>> Begin EXERCISE INPUTS

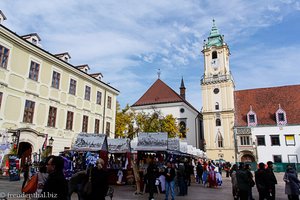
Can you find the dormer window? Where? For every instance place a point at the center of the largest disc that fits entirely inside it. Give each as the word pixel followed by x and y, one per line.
pixel 217 107
pixel 281 116
pixel 251 118
pixel 214 55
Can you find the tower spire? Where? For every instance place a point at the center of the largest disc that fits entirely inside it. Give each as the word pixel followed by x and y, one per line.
pixel 182 89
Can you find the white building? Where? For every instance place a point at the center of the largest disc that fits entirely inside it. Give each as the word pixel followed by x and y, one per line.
pixel 160 97
pixel 267 124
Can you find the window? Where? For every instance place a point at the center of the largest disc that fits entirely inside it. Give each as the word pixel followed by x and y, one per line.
pixel 97 124
pixel 1 94
pixel 109 102
pixel 69 124
pixel 34 71
pixel 218 122
pixel 99 96
pixel 277 158
pixel 281 117
pixel 245 140
pixel 107 130
pixel 4 52
pixel 87 94
pixel 275 140
pixel 52 116
pixel 72 89
pixel 220 140
pixel 182 129
pixel 28 111
pixel 217 107
pixel 261 140
pixel 290 140
pixel 85 123
pixel 216 90
pixel 55 79
pixel 214 55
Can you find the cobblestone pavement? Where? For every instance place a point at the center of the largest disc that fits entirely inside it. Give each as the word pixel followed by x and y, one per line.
pixel 126 192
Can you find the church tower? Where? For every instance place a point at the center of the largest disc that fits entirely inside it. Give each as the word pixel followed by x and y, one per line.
pixel 217 87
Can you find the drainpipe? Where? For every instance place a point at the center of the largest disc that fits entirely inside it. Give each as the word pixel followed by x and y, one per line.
pixel 104 108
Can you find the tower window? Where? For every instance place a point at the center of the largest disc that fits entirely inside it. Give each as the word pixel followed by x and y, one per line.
pixel 217 107
pixel 218 122
pixel 214 55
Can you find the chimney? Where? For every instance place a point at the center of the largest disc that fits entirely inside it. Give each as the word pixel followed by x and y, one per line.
pixel 85 68
pixel 182 89
pixel 2 17
pixel 63 56
pixel 33 38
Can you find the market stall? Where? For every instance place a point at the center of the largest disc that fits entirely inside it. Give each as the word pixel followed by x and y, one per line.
pixel 119 160
pixel 85 151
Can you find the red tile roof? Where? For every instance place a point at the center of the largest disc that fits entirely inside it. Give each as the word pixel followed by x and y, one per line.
pixel 159 92
pixel 265 102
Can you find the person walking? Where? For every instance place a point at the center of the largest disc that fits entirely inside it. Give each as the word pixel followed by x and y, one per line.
pixel 243 182
pixel 56 185
pixel 234 184
pixel 292 183
pixel 272 180
pixel 151 178
pixel 169 173
pixel 251 181
pixel 99 180
pixel 262 182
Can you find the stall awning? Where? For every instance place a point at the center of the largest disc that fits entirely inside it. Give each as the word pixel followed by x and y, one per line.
pixel 152 141
pixel 119 145
pixel 90 142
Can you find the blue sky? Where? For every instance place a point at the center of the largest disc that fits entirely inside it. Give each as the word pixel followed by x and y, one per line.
pixel 128 41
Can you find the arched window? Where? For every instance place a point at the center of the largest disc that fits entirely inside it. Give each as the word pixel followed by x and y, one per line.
pixel 214 55
pixel 217 107
pixel 218 122
pixel 182 129
pixel 220 140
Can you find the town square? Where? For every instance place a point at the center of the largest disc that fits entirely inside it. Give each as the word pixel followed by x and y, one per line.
pixel 149 99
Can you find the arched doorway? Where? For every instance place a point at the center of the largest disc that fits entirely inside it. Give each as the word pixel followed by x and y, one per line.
pixel 24 152
pixel 247 158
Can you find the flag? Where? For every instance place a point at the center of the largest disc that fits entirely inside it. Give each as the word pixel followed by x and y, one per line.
pixel 45 142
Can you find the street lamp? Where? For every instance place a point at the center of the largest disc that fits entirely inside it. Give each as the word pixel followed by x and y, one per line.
pixel 51 140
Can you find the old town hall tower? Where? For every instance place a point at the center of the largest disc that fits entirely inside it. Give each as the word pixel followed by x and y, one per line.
pixel 217 87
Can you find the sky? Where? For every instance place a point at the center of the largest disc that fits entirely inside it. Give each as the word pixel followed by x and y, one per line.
pixel 130 41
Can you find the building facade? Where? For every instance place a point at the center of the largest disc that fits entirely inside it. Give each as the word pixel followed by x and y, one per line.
pixel 217 86
pixel 161 98
pixel 267 124
pixel 42 96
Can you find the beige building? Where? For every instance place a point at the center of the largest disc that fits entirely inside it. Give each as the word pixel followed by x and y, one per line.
pixel 42 95
pixel 218 99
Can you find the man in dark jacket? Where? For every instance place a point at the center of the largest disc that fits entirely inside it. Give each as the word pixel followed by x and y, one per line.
pixel 56 186
pixel 272 180
pixel 262 182
pixel 169 173
pixel 243 182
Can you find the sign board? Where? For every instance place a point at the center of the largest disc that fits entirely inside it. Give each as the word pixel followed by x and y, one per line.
pixel 119 145
pixel 90 142
pixel 157 141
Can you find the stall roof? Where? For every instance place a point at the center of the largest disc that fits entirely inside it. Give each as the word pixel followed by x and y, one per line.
pixel 157 141
pixel 90 142
pixel 173 144
pixel 118 145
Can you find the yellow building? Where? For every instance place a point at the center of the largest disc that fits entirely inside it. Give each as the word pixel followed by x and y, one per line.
pixel 218 99
pixel 42 95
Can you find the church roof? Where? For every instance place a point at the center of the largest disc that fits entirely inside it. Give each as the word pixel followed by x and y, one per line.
pixel 160 93
pixel 265 102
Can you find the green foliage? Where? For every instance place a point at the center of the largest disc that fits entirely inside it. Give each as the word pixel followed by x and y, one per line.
pixel 129 123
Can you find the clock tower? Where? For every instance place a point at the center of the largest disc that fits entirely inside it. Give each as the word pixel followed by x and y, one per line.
pixel 217 98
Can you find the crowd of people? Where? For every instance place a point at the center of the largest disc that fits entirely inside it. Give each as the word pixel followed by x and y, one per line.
pixel 243 181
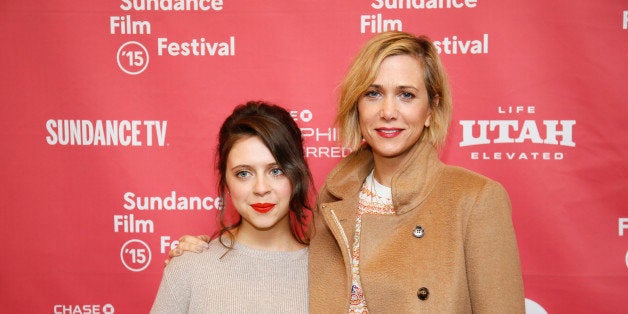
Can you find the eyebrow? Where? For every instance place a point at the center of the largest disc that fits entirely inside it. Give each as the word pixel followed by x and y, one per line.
pixel 271 165
pixel 396 87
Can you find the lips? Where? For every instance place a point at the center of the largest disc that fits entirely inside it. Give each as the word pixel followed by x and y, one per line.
pixel 388 132
pixel 262 208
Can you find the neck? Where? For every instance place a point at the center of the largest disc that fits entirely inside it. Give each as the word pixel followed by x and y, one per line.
pixel 385 168
pixel 278 238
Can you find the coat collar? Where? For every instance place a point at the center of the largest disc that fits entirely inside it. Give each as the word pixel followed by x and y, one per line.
pixel 410 185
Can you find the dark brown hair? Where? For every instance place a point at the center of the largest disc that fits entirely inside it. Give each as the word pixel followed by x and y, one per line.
pixel 281 135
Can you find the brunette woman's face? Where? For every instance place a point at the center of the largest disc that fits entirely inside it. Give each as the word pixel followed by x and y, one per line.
pixel 395 108
pixel 259 189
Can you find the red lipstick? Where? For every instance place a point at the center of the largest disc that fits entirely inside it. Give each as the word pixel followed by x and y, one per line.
pixel 388 132
pixel 263 208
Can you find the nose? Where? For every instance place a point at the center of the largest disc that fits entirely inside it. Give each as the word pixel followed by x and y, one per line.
pixel 388 109
pixel 261 186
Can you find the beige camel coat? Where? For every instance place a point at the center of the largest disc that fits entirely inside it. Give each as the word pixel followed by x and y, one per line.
pixel 465 261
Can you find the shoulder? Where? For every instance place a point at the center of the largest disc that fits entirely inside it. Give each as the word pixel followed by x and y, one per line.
pixel 465 179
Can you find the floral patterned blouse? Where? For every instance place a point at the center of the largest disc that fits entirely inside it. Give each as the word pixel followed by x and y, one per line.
pixel 374 199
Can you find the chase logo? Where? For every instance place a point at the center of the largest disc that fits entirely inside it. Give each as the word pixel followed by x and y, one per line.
pixel 83 309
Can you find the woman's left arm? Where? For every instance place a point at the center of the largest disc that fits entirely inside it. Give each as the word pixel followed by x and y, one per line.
pixel 492 258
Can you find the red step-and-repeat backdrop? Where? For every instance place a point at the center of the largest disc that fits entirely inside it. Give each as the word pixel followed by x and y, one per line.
pixel 110 111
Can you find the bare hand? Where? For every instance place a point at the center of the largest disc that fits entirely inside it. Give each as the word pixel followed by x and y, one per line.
pixel 191 244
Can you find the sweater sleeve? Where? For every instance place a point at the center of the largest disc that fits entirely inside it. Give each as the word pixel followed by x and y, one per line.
pixel 492 257
pixel 174 290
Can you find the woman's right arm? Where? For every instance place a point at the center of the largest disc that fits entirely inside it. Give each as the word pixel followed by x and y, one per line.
pixel 190 244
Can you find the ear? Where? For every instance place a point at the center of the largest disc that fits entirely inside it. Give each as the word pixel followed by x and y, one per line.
pixel 434 104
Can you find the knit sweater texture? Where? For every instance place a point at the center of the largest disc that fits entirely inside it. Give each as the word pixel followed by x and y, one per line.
pixel 244 280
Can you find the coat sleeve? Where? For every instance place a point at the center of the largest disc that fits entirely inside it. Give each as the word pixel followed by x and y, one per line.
pixel 491 254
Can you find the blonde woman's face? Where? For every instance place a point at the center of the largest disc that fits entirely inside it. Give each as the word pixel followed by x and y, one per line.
pixel 395 108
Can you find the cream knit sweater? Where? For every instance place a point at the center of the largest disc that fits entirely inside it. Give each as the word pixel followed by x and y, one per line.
pixel 244 280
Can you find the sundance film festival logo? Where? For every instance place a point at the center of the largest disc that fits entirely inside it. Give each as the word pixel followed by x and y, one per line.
pixel 529 132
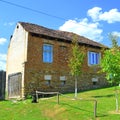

>> End EXERCISE INPUTS

TASK STATEMENT
Copy the lines of the records above word for word, starting at the line containing "Can you find the cobblestone" and ending at the line containing "pixel 126 192".

EXERCISE RESULT
Can you find the cobblestone pavement? Where? For every instance place a point at the center of the largest disc that fits entirely inside it. Give each as the word pixel followed by x and y, one per line.
pixel 126 192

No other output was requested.